[任务说明 1]
找出下方记录中所有含有字符串“spoon”的行,把这些行逐一抄录出来,大小写须完全一致。

[节选原文]
»»
2017年深冬,某公司年会的舞台上,当主持人念起“杰出优秀员工特别奖”的颁奖词时,观众席上危襟正坐的周庚开始控制不住自己的身体了。他连脚趾也情不自禁地蜷起来,仿佛一只飞过万里刚落地的鸟。这颁奖词他太熟悉了,因为每一个字,都是他自己写的。那短短一句“把市场当作艺术”,他曾反复琢磨了好几天。由于各个候选人的颁奖词都是由他们自己完成,所以念到谁的词,基本就等于在正式宣布谁获奖。此刻,作为市场部业绩备受瞩目的项目负责人,烂熟于心的获奖感言像剧终字幕一样从周庚的脑子里飞速飘过,他激动得马上就要从座位上站起来了!可刚站到一半,他恍惚间听见:
“本年度的获奖员工是,陈X,欢迎…”
他有些懵。这个名字他不熟。站也不是坐也不是地在半蹲状态尴尬地定了几秒之后,他的余光瞥见别的部门一位从未出现在公示候选人名单上的陈姓同事上台领奖,并致获奖感言。
周庚凉透了。他觉得无地自容,羞辱而委屈。但整整四年在销售市场上摸爬滚打的经验让他很快镇定下来。他重新坐好,在重重阴影里调整好神色,照常参加了后续的晚宴。期间,心思各异的同事们纷纷过来问他:
“怎么不是你啊?”
甚至那位获奖的陈姓同事也专门凑过来不好意思地说:
“不是你吗?怎么会是我?我也不知道怎么回事,莫名其妙嘛…”
周庚一笑置之,不改神色。但他心底“忍”还是“走”的矛盾,早已爆发厮杀得不可开交。
三年后,成功晋升为部门主管的周庚回忆起当时的这个场景,打过一个生动的比喻:
“就像希拉里和特朗普搞竞选,到处装孙子拉完票,突然发现当选的是旁边的戈尔!”
««
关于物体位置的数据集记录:
»»
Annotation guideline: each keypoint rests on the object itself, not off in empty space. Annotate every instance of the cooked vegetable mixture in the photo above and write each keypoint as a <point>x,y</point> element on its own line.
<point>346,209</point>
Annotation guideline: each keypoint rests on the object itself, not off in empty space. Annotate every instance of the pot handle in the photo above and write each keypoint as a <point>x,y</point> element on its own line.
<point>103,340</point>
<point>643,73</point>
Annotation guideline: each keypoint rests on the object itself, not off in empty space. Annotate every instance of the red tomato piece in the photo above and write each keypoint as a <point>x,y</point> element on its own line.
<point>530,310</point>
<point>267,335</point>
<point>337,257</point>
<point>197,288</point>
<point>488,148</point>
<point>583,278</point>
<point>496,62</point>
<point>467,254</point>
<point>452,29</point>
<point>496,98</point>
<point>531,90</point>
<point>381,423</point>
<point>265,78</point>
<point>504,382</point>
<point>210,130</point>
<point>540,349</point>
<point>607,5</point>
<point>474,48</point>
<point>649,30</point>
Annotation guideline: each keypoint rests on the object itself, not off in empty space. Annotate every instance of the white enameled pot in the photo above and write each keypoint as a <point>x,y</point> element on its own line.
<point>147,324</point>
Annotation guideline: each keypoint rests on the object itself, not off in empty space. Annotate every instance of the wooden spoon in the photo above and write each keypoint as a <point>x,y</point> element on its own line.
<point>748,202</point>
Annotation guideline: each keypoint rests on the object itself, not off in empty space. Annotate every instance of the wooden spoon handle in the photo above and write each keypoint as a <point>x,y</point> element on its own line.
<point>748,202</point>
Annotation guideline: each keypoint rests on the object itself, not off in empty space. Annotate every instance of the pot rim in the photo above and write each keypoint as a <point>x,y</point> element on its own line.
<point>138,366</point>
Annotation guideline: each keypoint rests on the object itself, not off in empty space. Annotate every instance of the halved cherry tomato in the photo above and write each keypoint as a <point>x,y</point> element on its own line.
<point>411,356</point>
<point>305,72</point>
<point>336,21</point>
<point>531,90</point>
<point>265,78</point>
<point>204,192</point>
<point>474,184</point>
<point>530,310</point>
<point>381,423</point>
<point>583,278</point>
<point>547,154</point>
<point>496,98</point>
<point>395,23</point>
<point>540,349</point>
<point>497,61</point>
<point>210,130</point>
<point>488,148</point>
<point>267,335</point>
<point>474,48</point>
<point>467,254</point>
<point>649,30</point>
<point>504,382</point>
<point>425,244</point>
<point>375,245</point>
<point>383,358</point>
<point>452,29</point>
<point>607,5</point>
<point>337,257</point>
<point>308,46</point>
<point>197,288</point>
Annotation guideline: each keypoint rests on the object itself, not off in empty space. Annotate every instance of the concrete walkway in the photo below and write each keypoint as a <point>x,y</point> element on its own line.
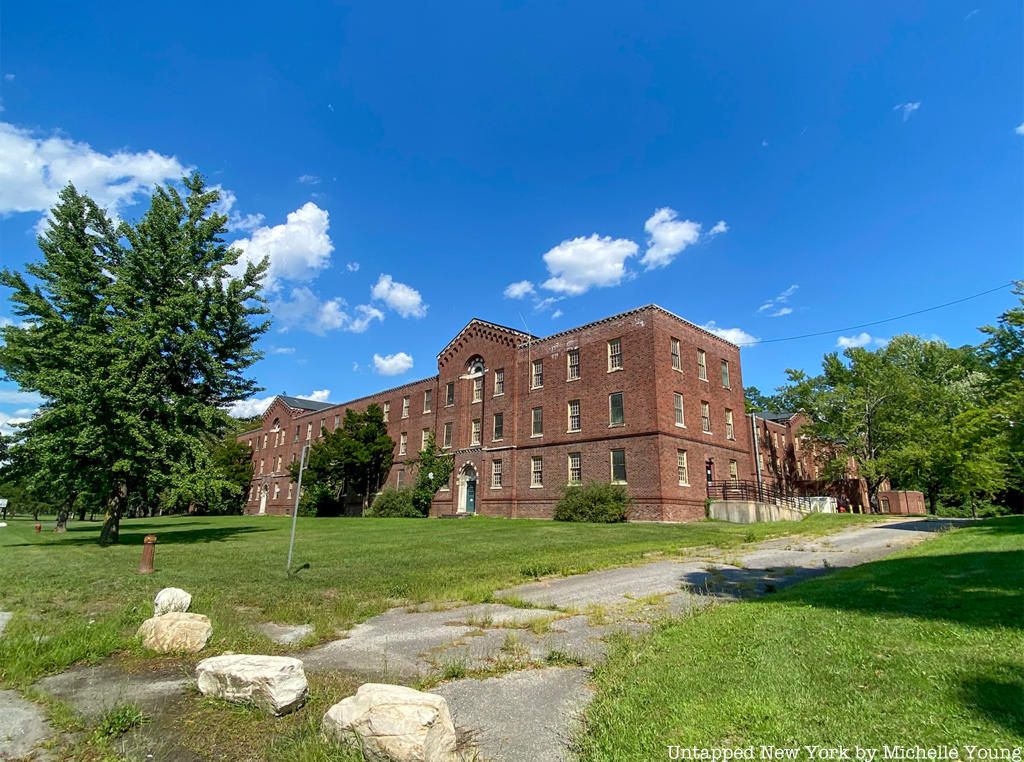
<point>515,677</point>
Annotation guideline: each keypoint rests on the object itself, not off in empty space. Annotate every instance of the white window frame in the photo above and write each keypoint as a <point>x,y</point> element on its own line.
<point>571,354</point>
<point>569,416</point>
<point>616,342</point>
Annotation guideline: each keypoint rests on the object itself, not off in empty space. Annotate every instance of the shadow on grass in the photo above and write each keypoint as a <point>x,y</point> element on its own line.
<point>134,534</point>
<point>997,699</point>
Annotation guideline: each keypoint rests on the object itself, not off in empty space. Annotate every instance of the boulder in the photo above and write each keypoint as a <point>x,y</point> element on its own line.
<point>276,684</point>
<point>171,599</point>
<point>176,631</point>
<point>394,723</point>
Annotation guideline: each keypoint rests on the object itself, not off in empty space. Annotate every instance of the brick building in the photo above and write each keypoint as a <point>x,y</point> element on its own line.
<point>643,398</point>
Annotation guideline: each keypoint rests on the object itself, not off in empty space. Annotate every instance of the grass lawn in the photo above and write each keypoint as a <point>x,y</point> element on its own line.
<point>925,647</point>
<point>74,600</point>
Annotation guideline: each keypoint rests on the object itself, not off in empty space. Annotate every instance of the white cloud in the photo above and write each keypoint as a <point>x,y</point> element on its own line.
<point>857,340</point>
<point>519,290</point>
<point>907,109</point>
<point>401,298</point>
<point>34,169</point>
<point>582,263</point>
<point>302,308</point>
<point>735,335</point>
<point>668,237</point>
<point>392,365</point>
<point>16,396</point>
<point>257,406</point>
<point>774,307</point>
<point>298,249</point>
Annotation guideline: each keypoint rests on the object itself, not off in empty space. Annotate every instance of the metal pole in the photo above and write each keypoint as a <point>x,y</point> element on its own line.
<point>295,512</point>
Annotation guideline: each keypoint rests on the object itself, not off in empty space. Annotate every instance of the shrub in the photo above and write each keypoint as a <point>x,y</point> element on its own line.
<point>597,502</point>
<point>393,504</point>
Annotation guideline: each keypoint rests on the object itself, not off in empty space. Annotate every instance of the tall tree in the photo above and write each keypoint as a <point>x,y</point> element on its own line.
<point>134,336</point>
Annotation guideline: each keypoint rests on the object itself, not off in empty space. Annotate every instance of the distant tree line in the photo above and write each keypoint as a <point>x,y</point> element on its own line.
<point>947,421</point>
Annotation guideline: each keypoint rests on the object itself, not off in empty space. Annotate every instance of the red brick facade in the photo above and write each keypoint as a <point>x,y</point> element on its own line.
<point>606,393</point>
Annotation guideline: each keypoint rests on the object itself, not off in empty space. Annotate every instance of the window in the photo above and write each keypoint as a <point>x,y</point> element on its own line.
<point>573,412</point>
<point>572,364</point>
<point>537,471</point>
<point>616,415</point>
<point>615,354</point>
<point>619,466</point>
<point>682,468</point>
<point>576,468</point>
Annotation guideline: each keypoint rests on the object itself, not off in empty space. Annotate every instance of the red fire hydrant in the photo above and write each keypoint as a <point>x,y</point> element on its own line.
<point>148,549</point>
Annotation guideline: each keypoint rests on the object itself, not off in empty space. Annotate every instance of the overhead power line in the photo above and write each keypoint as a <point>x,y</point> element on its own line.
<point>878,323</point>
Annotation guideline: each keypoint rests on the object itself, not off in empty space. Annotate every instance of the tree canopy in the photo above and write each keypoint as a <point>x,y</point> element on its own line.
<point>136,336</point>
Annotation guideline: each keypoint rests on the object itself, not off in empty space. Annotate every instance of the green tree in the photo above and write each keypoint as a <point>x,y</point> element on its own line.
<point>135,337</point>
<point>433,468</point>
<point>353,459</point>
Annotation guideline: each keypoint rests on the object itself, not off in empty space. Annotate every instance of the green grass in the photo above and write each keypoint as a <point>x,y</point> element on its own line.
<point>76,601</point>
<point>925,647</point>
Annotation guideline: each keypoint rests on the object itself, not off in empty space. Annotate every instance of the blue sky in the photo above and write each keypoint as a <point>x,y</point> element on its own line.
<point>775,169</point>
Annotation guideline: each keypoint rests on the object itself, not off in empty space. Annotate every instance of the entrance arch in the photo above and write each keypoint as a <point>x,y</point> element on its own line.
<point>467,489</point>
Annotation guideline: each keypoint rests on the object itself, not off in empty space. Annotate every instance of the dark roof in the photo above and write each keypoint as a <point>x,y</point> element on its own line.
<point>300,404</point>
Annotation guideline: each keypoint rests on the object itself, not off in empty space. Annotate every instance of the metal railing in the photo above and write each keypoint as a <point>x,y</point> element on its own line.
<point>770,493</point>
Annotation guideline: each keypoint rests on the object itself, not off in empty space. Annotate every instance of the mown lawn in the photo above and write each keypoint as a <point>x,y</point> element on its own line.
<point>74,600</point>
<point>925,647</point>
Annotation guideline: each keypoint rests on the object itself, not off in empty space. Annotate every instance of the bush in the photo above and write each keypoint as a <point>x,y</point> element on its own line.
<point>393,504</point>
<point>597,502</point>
««
[任务说明 2]
把上文中以“周庚凉透了”开头的那一段改写得更简短,保留其中的主要事实。

[参考答案 1]
Annotation guideline: each keypoint rests on the object itself, not off in empty space. Annotate every instance of the wooden spoon in the photo above and write each keypoint as a <point>x,y</point> element on its own line.
Annotation guideline: each keypoint rests on the object itself, not off in empty space. Annotate every instance of the wooden spoon handle in the photo above and write each keypoint as a <point>x,y</point> element on its own line.

[参考答案 2]
周庚心凉透了,深感无地自容、羞辱委屈,但凭着四年在销售市场摸爬滚打的经验很快镇定下来。他重新坐好、调整神色,照常参加了后续的晚宴,其间心思各异的同事们纷纷过来问他。